■ Written instruction: Gather every line of the listing below that contains the string "counter", and copy each one. Matching is case-sensitive.

■ Data for this task:
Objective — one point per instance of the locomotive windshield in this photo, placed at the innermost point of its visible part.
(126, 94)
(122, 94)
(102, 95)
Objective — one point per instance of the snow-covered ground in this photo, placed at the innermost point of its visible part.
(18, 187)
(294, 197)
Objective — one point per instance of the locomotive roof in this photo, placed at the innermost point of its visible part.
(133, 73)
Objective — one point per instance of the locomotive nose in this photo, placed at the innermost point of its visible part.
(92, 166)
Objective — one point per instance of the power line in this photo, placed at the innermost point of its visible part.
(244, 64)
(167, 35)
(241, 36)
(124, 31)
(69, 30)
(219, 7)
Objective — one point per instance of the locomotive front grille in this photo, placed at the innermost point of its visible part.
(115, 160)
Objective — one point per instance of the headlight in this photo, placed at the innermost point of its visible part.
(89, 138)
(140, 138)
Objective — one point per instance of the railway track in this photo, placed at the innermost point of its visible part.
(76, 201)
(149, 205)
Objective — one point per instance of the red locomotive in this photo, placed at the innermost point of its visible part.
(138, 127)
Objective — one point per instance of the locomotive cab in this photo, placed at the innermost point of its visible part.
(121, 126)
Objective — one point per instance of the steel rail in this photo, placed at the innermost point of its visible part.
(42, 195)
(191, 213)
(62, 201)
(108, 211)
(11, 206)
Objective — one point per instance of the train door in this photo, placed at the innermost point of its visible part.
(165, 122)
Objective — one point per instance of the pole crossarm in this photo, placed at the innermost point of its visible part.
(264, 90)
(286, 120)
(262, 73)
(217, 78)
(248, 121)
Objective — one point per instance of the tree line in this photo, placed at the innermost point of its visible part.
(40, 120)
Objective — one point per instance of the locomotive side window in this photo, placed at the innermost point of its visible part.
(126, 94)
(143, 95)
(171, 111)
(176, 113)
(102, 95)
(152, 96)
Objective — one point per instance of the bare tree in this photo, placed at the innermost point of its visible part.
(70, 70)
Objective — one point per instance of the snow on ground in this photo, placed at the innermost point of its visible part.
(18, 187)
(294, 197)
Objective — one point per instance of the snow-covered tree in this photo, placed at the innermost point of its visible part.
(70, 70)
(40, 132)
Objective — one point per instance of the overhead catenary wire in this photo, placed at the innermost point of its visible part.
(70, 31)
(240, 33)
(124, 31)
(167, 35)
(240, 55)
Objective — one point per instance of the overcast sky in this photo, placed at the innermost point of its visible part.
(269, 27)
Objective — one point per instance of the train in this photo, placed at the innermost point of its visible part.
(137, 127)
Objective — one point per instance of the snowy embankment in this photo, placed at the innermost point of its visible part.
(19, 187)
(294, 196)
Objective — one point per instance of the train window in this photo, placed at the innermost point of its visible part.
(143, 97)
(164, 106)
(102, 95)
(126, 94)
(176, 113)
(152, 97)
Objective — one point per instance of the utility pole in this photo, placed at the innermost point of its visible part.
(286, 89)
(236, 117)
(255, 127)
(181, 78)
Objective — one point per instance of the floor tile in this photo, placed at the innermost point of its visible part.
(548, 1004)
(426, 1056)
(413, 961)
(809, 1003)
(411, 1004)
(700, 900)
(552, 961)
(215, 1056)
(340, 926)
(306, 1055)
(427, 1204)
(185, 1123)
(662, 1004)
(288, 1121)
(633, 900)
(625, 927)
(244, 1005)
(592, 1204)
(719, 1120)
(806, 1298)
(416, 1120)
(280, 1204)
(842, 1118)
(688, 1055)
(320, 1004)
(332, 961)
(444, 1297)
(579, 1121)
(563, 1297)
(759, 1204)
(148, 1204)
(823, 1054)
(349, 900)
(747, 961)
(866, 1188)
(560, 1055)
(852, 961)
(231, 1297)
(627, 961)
--
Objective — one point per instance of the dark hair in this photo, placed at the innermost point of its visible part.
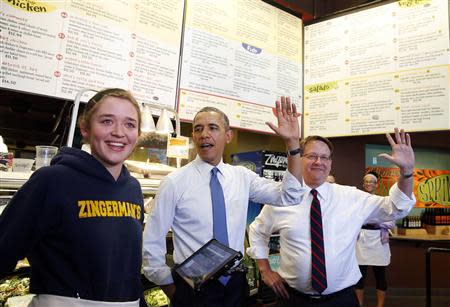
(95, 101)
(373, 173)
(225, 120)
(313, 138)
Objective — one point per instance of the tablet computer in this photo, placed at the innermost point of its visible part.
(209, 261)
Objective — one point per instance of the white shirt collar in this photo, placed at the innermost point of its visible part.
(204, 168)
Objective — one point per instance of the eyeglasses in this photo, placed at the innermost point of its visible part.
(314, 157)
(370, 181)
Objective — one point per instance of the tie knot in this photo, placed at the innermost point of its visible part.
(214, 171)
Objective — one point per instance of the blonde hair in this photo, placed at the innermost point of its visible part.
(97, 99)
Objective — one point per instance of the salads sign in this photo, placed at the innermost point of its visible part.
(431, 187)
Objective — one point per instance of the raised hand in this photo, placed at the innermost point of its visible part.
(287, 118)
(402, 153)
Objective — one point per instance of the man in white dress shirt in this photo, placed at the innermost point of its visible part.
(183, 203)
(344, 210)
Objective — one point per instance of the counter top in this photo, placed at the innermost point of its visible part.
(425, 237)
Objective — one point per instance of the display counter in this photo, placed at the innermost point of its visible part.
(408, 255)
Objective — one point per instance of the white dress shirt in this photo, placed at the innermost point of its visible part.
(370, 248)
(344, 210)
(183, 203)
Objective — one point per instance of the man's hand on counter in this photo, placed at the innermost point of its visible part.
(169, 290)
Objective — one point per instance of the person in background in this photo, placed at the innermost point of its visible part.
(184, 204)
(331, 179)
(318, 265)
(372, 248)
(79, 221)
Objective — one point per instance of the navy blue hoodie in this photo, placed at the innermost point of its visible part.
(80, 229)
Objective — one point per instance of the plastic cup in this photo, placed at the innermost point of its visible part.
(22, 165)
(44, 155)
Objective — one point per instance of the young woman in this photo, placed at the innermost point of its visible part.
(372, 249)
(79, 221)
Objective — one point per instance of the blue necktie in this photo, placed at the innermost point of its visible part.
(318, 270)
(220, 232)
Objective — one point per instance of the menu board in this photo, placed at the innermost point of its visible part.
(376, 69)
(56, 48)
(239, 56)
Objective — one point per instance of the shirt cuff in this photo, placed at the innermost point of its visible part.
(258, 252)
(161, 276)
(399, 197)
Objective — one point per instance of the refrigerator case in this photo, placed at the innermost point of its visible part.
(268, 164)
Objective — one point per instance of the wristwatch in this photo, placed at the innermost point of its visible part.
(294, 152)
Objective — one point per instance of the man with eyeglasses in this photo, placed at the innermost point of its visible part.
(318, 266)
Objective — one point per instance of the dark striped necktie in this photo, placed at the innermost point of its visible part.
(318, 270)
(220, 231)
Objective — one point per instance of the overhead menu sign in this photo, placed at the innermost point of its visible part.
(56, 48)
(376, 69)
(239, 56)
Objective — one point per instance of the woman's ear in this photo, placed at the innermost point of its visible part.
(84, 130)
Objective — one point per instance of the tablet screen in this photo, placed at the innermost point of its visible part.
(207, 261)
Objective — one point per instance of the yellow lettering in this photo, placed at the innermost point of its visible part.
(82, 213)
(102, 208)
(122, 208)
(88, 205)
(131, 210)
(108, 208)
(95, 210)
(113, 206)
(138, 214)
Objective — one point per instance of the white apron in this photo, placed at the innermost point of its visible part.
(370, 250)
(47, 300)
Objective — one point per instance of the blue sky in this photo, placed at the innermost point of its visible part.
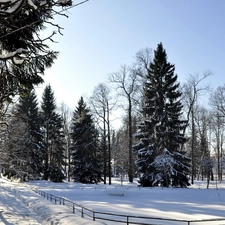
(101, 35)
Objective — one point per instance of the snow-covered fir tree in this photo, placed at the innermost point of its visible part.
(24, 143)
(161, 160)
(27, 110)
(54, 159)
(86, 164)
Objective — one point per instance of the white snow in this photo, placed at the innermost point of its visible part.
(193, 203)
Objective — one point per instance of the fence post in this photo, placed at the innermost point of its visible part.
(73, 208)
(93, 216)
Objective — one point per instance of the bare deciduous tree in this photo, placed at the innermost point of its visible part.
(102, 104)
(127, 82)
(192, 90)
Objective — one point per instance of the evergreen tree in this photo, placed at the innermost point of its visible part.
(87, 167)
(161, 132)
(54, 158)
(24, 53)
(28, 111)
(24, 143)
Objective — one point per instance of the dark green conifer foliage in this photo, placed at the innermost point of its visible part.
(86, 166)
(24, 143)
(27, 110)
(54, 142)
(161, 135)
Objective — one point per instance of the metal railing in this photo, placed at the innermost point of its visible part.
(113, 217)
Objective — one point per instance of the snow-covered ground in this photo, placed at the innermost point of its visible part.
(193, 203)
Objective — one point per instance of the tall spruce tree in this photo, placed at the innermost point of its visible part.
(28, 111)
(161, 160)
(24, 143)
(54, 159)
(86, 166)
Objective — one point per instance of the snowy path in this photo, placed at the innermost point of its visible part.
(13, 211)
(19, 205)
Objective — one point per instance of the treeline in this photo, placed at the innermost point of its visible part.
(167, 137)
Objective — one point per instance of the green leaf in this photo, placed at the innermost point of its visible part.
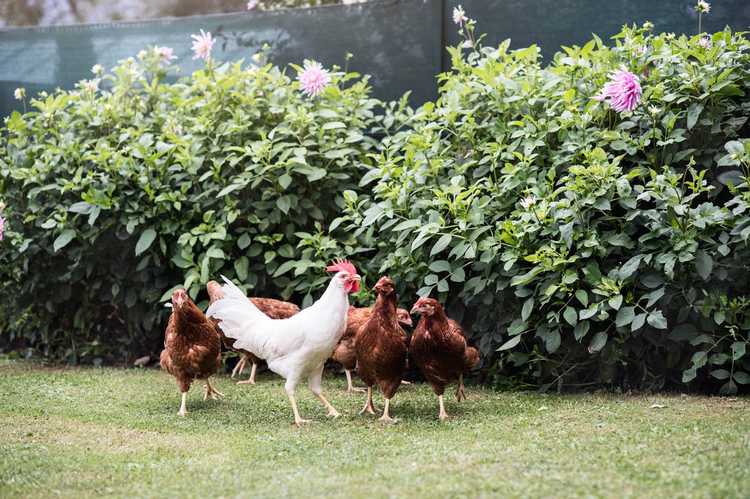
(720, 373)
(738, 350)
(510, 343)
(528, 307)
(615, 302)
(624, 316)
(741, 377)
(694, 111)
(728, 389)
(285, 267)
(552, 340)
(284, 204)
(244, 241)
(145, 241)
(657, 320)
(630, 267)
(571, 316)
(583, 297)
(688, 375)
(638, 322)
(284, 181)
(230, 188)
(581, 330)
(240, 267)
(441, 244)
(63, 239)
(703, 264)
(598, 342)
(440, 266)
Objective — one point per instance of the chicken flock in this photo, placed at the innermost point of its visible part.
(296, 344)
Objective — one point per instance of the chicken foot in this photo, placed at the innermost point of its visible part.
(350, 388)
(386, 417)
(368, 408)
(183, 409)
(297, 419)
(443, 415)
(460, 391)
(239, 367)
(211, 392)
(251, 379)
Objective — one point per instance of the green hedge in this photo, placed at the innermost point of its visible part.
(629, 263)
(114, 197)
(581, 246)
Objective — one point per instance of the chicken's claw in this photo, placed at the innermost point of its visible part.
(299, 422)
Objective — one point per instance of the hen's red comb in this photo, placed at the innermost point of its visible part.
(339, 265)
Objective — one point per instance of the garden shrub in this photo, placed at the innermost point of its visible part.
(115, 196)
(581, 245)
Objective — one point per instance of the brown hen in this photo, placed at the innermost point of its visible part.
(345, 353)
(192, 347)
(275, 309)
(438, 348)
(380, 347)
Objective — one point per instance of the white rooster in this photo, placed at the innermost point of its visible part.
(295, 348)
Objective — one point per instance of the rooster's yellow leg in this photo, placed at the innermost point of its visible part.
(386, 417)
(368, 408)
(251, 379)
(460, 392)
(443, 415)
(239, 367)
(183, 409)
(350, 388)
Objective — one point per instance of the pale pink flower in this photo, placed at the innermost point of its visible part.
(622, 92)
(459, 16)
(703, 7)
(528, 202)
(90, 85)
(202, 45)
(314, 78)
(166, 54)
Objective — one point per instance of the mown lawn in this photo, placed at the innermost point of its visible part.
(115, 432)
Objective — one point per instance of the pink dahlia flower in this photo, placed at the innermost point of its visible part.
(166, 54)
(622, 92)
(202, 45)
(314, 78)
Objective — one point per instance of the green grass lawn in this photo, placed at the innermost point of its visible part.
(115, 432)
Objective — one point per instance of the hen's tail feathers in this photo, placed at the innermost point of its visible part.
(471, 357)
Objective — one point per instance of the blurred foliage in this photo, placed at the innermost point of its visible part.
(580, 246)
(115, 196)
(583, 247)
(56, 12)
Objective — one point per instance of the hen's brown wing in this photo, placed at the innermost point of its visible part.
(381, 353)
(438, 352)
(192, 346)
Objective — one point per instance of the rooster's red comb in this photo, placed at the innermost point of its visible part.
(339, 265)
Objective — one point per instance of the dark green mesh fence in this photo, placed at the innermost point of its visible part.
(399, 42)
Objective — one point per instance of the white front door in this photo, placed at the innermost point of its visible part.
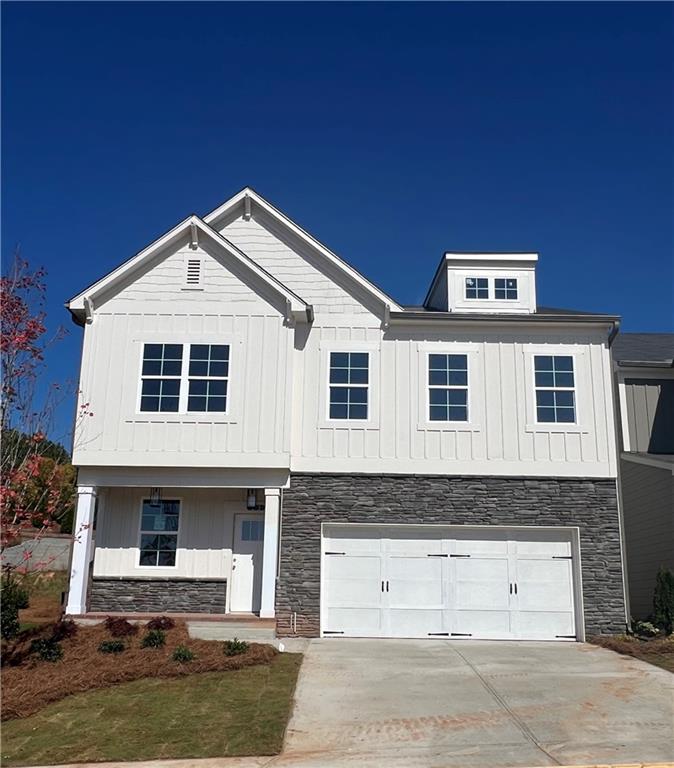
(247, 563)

■ Full answer:
Objective — one point per instance of the counter top in this photo, placed at the innermost point of its visible part.
Objective — one point per instance of the display counter in this photo, placed at the innermost point of its visible part.
Objective — one point per instance of the man's hand on counter in this photo, placed at the innermost point of its visible part.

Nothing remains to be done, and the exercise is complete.